- [Work to complete]
a – Copy the Lao Tzu passage from "Where time loosens" to "not an accident.", switching "grip" to "hold".
b – Continue the Lao Tzu commentary from where it stops.

Lao Tzu basically says: stop handing out gold stars for holiness and wisdom, it just makes everyone weird.
The second someone’s called a saint, I start quietly inventorying my sins.
The second someone’s called wise, I assume I missed a class, a book, or an entire lifetime.
The master doesn’t do rankings. No saints, no sages, no spiritual honor roll.
She just shows up as herself — and in her presence everyone feels at home.
And when Lao Tzu talks about home,
Imagine the place where you’re not ranked, rated, optimized, or improved.
Where you don’t have to earn your place.
Where time loosens its grip just enough for you to breathe.
Which is why it matters who gets access to it—and who doesn’t.
And when something that basic starts to feel scarce, it’s usually not an accident.
It is a compliance mechanism of life in late-stage capitalism.
Late-stage capitalism is when the system “works,” but only by draining the people inside it and calling that productivity.
It’s basically a vampire.
Everything has a price; your time, your attention, and eventually your silence, and compliance starts to feel like adulthood.
Consider the holidays.
They can generate a lot of stress.
Or so we are told.

(Region annotation entries)

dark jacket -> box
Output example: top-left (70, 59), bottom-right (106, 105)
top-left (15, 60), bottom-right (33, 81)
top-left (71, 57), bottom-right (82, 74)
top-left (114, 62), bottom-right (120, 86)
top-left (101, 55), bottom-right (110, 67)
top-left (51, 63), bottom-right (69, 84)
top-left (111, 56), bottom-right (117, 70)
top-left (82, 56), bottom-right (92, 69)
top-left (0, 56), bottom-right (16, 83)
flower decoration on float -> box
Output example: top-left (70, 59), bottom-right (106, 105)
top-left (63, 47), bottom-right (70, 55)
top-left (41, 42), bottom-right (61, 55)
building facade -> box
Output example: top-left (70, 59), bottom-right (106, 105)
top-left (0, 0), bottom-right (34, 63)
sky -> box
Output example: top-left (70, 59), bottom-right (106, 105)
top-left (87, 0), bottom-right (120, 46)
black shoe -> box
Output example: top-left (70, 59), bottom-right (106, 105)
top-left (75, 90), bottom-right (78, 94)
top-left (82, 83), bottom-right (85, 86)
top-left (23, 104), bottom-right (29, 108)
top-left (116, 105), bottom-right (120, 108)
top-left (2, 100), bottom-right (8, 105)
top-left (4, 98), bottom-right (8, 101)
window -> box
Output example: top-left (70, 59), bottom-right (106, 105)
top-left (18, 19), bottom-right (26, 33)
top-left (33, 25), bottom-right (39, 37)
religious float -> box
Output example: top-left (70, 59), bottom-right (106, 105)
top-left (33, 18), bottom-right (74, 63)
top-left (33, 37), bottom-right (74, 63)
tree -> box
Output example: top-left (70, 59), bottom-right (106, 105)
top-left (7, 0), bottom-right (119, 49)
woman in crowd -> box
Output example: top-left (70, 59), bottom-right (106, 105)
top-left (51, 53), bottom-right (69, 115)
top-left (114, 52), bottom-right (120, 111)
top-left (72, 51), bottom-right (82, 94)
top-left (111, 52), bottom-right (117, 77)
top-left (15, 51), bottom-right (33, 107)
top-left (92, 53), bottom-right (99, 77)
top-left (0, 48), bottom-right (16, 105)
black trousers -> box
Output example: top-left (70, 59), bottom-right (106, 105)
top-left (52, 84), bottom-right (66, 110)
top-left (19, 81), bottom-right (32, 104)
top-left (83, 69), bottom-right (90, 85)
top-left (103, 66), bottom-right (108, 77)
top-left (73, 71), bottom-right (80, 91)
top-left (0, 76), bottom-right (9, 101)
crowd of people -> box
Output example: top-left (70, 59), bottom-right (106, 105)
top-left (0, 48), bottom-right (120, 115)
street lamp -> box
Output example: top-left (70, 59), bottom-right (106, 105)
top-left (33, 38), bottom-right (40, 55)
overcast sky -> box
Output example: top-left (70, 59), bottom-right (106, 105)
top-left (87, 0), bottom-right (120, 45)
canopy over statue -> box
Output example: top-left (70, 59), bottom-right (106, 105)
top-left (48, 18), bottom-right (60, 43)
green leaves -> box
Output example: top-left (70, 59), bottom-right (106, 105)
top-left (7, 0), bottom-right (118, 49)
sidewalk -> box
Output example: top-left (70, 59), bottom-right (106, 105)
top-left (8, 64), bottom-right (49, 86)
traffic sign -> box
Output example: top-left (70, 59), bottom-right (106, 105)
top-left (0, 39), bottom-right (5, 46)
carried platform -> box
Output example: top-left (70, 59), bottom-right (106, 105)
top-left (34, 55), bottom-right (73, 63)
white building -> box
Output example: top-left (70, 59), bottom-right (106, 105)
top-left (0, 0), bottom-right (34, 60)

- [The responses]
a –
Where time loosens its hold just enough for you to breathe.
Which is why it matters who gets access to it—and who doesn’t.
And when something that basic starts to feel scarce, it’s usually not an accident.

b –
Every year, we’re told it’s stressful.
Too much travel.
Too much family.
Too much togetherness.
But again, looping back to the Pew research study:
Most Americans don’t dread being with their people.
They miss it. Again: 9 out of 10, remember?
And this has nothing to do with party affiliation or any other subgroup.
Democrats, Republicans and Independents.
Cis, trans, and non-binary people alike.
Petulant Proud Boys, Green Party Granola Girls, and Anderson Cooper drunk on New Years Eve.
Anti-Vaxxers and Archie Bunkers.
Blue-check pundits, Neighborhood Facebook moderators, and Dee Snider from Twisted Sister..
Overeducated baristas, Underpaid teachers, and uber drivers (and let’s be honest: in late stage capitalism that is the same person)
no matter how you slice it
We all want the same thing.
Our people.
Family, broadly defined.
And yet, most of us are exhausted.
Overworked.
Rushed.
Scheduling love like a luxury item.
Again, circling back to that Liza Featherston piece in Jacobin:
Americans work hundreds more hours a year than people in Germany, France, Sweden.
We have the fewest paid family leave days in the developed world.
We’re the only rich country with no guaranteed paid time off.
One in four workers gets zero paid vacation days.
Zero.
That’s not a scheduling issue.
It’s what happens when people are treated like software licenses—
useful while active, disposable when exhausted.
What is the way out of this?
For one answer to that question, I’ll share a short clip from the pilot episode of this project, and a lesson learned from, of all places and 1980s film with Matthew Broderick. Really.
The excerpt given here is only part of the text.